Pictures aside, repeat all the entries below exactly as they appear.

───── SUPPLIED MATERIAL ─────

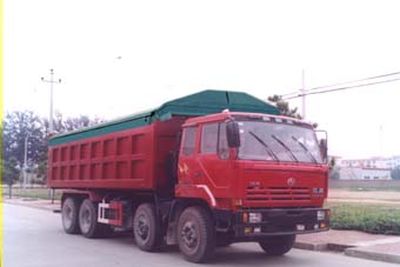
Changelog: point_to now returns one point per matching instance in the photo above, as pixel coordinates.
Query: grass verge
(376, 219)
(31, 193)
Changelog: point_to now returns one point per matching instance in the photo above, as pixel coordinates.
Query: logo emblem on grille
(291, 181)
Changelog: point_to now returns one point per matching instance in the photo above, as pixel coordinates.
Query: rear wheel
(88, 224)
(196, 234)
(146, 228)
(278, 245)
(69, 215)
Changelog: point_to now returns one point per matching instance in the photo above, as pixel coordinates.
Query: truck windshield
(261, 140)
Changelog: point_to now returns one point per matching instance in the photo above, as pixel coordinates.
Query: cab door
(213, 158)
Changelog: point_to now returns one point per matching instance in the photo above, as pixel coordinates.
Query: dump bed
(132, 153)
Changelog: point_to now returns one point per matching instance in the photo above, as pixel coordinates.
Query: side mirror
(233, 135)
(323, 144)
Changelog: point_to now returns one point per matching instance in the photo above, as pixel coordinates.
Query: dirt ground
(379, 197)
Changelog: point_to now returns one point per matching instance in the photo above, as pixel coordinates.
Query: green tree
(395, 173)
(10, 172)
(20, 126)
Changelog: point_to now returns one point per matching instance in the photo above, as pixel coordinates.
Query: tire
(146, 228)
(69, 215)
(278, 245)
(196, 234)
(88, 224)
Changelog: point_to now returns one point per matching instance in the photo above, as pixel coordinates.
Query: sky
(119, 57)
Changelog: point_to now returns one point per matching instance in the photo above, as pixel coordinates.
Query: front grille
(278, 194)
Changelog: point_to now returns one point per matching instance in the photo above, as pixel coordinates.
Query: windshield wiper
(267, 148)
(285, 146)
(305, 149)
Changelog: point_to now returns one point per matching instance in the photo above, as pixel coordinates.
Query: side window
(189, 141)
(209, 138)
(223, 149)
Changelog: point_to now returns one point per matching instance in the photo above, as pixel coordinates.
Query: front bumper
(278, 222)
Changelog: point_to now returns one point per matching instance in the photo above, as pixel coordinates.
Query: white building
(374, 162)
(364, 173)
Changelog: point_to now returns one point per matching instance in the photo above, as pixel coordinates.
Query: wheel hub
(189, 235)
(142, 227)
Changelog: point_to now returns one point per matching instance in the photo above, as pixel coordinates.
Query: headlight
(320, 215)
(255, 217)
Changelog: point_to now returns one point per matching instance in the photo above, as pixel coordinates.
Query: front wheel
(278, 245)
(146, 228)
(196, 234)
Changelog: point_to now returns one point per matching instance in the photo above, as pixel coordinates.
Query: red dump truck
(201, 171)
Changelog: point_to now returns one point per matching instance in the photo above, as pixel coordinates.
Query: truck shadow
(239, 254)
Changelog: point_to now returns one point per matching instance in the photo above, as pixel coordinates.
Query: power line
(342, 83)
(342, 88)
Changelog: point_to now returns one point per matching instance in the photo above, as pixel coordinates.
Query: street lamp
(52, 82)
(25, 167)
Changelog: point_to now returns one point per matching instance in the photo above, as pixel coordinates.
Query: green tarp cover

─────

__ANSWER BOX__.
Changelog: point_to now returns one point per matching instance in the photo above, as pixel coordinates.
Query: grass verge
(376, 219)
(31, 193)
Changelog: point_to now returns one point per matching instance in the photo above, as pixel coordinates.
Query: logo emblem on grille
(291, 181)
Changelog: point_to now returns one point per matching instance in the photo above, as pixel coordinates.
Query: rear wheel
(88, 224)
(196, 234)
(146, 228)
(278, 245)
(69, 215)
Changelog: point_to now returns one point per matching instance in the photo above, as pixel coordinates.
Query: truck windshield
(261, 140)
Changelog: point_to now returns one point per matching instance in the photo above, as pixel coordinates.
Query: cab door
(213, 158)
Changelog: point_to now returns one point per matching instance in the photo above, as pixel coordinates.
Query: dump bed
(132, 153)
Changelog: point_to now returns one point per matching instance in the photo above, as pixel coordinates.
Query: side mirror
(233, 135)
(323, 144)
Changelog: point_to now returns one point per matching instance in the photo above, as pixel coordinates.
Query: dirt ground
(379, 197)
Changelog: point_to now returns one point per matching instance in the photo above, as pixel coordinates.
Query: green tree
(395, 173)
(10, 172)
(20, 126)
Changelog: point_to now returns one point per matching instance in the photo above, as pixel coordinates.
Query: tire
(146, 228)
(69, 215)
(278, 245)
(196, 234)
(88, 224)
Changelog: point_to now returns one point per matching instance in the photo above, as pixel coordinates.
Query: sky
(119, 57)
Changelog: point_to now returns one point per matching instance in the photo above, as pixel coordinates.
Query: front grille
(278, 194)
Changelog: point_to now returns one point per matching instance in the photo above, as pixel coordinates.
Query: windshield wiper
(267, 148)
(285, 146)
(305, 149)
Changelog: point_to now returns one point per matching instance in the photo above, as pixel coordinates.
Query: side window
(189, 141)
(209, 138)
(223, 149)
Changelog: point_to now returns one point per matching instance in the photo above, as pixel coordinates.
Query: front bumper
(278, 222)
Changelog: point_to now returns one point per matching instance in the photo above, as pixel coordinates.
Query: white building
(374, 162)
(364, 173)
Changelog: point_to now returns one point per matching instance in the photo above, as pixel coordinates.
Query: wheel hub
(189, 235)
(142, 227)
Changelog: point_to now returns one point per matching instance in the photo above, as pixel coordinates.
Query: headlight
(320, 215)
(255, 217)
Changelog: point_to now returns one point per matching instance in the photo above, as pixel coordinates.
Query: front wheel
(278, 245)
(146, 228)
(196, 234)
Changelog: point_to now returns one point per matching instance in the photo above, as pixel coordinates.
Query: red dump truck
(201, 171)
Changelog: point_to now returns one point per matching instance in the photo above, as pixel coordinates.
Query: truck shadow
(239, 254)
Changelog: point_to now returns one point per matching instance in the photo above, as pixel coordinates.
Query: power line
(342, 83)
(342, 88)
Changelog: point_to now returns one point per matching instance in the photo above, as pixel coordinates.
Query: street lamp
(52, 82)
(25, 167)
Changelog: point_to now returns one point per matching instance in the photo above, as pixel coordinates.
Query: green tarp cover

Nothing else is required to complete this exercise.